#### Records supplied
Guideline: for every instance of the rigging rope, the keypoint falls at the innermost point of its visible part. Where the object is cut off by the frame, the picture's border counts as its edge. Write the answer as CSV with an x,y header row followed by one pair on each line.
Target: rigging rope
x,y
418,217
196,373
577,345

#### Exercise prompt
All of the material should be given again, character for character.

#### Finished task
Guideline: for every instance of the rigging rope, the keypoint falls at the innermost point of its visible part. Where the object is cut off by the frame, the picture's border counts as its edge. Write the answer as CSV with an x,y header row followed by one pair on each line.
Target: rigging rope
x,y
418,217
196,373
577,345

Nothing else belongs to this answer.